>>>>
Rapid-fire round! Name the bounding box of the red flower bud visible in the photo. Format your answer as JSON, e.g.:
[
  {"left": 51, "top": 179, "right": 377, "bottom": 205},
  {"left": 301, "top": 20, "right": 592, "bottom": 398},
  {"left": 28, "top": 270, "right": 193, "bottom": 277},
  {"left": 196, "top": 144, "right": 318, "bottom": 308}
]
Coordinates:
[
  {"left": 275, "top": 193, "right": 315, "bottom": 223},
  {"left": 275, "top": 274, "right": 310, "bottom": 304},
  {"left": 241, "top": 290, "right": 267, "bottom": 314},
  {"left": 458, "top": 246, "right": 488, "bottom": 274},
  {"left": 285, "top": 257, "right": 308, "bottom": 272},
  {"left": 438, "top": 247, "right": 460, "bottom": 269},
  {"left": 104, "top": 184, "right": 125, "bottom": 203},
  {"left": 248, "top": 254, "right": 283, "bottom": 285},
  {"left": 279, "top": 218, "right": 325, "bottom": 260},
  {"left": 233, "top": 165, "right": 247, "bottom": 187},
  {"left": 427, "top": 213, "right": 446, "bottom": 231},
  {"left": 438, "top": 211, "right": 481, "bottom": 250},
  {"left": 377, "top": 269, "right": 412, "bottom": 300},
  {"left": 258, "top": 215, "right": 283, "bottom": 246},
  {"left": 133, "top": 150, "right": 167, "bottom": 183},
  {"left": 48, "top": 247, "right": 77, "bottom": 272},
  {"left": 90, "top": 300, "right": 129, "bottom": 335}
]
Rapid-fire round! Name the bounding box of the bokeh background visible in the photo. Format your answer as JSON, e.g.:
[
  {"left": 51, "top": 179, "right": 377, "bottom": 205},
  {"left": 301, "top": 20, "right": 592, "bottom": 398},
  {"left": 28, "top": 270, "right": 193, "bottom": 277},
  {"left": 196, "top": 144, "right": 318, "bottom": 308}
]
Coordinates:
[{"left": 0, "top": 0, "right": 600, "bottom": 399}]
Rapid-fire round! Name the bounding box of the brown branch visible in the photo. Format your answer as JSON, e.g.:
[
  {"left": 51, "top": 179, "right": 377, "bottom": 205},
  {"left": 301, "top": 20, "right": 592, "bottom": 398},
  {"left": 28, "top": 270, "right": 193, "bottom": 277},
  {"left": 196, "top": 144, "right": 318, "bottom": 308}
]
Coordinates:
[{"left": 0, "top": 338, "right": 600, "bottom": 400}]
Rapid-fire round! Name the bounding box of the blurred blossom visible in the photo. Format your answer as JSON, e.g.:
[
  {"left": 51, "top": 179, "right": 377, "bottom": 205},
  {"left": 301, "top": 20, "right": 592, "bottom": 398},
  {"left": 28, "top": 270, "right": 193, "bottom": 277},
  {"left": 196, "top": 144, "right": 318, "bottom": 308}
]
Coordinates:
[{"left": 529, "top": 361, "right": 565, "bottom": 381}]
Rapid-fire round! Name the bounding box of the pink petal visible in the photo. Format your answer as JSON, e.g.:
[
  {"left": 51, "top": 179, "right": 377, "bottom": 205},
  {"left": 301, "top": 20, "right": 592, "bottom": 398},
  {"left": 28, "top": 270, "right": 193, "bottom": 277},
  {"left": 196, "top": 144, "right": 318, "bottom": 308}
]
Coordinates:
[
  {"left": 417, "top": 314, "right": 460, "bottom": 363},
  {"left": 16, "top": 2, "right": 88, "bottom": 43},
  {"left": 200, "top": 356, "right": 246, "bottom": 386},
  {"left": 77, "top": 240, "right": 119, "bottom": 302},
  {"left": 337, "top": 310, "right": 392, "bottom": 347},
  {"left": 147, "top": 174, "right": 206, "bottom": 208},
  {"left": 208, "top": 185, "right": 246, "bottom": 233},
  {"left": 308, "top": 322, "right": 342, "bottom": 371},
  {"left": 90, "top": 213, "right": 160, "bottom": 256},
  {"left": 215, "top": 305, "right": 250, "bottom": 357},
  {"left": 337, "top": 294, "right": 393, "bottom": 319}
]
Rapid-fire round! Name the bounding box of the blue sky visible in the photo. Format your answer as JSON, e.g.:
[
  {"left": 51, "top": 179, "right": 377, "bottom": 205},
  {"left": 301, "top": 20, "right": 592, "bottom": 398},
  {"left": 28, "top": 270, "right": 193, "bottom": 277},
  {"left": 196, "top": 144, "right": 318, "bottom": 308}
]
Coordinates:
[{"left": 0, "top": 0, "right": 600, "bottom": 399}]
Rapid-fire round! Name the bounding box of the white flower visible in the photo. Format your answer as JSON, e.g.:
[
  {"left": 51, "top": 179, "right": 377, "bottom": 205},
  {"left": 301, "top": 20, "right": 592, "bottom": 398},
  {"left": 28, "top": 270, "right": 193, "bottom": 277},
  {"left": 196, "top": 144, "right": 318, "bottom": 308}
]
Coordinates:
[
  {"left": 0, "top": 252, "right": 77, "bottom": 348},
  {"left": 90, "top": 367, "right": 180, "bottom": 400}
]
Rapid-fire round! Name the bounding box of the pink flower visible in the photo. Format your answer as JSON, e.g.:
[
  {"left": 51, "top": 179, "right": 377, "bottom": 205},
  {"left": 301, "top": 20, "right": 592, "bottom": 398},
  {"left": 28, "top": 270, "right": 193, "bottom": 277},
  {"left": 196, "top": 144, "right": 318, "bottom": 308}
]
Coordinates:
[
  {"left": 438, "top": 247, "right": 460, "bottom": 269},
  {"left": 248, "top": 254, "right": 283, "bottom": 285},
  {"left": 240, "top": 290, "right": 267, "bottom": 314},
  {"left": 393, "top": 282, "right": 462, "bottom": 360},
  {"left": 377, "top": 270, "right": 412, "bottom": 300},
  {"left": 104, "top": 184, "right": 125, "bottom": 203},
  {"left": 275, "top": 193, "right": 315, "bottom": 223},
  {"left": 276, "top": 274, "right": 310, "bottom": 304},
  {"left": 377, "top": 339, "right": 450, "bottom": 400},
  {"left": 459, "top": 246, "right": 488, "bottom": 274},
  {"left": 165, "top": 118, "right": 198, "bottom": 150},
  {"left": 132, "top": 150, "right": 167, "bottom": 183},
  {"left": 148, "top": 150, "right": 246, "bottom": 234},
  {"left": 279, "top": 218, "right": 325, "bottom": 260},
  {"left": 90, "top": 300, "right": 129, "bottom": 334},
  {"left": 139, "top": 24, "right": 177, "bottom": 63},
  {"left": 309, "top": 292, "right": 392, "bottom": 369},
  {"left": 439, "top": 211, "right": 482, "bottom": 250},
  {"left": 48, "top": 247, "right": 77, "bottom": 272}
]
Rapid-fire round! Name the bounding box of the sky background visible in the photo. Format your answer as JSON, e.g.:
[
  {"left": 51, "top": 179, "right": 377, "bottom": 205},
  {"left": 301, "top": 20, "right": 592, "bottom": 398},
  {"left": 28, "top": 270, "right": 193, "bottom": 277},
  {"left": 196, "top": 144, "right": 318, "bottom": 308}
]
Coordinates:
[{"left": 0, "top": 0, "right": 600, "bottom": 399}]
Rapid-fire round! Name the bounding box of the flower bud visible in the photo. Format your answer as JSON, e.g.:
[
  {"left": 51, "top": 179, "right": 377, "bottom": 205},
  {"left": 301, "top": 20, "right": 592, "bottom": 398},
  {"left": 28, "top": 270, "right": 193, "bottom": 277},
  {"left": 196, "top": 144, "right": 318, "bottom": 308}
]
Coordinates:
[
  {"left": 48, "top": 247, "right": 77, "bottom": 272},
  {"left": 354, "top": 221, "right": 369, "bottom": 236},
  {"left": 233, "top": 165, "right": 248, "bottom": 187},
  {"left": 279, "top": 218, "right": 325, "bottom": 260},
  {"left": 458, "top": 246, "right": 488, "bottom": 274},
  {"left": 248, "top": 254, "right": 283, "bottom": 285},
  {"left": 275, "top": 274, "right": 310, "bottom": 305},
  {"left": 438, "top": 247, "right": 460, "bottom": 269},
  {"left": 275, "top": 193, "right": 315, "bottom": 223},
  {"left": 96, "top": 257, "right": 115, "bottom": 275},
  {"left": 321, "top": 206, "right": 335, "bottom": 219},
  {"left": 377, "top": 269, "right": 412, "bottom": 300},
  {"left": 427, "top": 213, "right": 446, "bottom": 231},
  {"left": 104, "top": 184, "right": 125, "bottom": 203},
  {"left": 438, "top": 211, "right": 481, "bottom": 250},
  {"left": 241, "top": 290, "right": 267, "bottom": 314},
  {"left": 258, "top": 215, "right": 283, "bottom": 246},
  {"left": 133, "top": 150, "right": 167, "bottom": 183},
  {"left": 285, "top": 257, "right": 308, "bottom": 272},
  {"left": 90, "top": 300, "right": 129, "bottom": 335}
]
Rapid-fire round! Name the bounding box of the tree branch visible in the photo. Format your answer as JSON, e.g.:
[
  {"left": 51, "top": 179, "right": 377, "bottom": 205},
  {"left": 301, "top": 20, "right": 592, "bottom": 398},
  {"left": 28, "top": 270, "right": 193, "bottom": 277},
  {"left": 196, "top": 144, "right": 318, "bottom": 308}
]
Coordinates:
<<<<
_EXERCISE INSTRUCTIONS_
Starting with the line containing "Rapid-fire round! Name the bounding box of the flower" and continuing through the end of the data, swap "bounding box" for "bounding rectangle" and keep everything else the same. Return only those lines.

_CORRECT OUTPUT_
Rapid-fire round! Name the bounding rectangle of the flower bud visible in the photo. Format your answer as JSON, e.g.:
[
  {"left": 51, "top": 179, "right": 377, "bottom": 205},
  {"left": 301, "top": 20, "right": 592, "bottom": 398},
  {"left": 28, "top": 270, "right": 193, "bottom": 277},
  {"left": 196, "top": 144, "right": 318, "bottom": 308}
]
Coordinates:
[
  {"left": 48, "top": 247, "right": 77, "bottom": 272},
  {"left": 354, "top": 221, "right": 369, "bottom": 236},
  {"left": 233, "top": 165, "right": 248, "bottom": 187},
  {"left": 279, "top": 218, "right": 325, "bottom": 260},
  {"left": 458, "top": 246, "right": 488, "bottom": 274},
  {"left": 248, "top": 254, "right": 283, "bottom": 285},
  {"left": 275, "top": 274, "right": 310, "bottom": 305},
  {"left": 438, "top": 247, "right": 460, "bottom": 269},
  {"left": 275, "top": 193, "right": 315, "bottom": 223},
  {"left": 96, "top": 257, "right": 115, "bottom": 275},
  {"left": 321, "top": 206, "right": 335, "bottom": 219},
  {"left": 377, "top": 269, "right": 412, "bottom": 300},
  {"left": 427, "top": 213, "right": 446, "bottom": 231},
  {"left": 104, "top": 184, "right": 125, "bottom": 203},
  {"left": 438, "top": 211, "right": 481, "bottom": 250},
  {"left": 241, "top": 290, "right": 267, "bottom": 314},
  {"left": 258, "top": 215, "right": 283, "bottom": 246},
  {"left": 133, "top": 150, "right": 167, "bottom": 183},
  {"left": 285, "top": 257, "right": 308, "bottom": 272},
  {"left": 90, "top": 300, "right": 129, "bottom": 335}
]
Rapid-fire round! Name the bounding rectangle of the tree branch visible in the photo. Format your answer as JSON, e.g.:
[
  {"left": 51, "top": 179, "right": 377, "bottom": 205},
  {"left": 301, "top": 20, "right": 592, "bottom": 398},
  {"left": 28, "top": 270, "right": 193, "bottom": 277},
  {"left": 196, "top": 144, "right": 318, "bottom": 308}
]
Coordinates:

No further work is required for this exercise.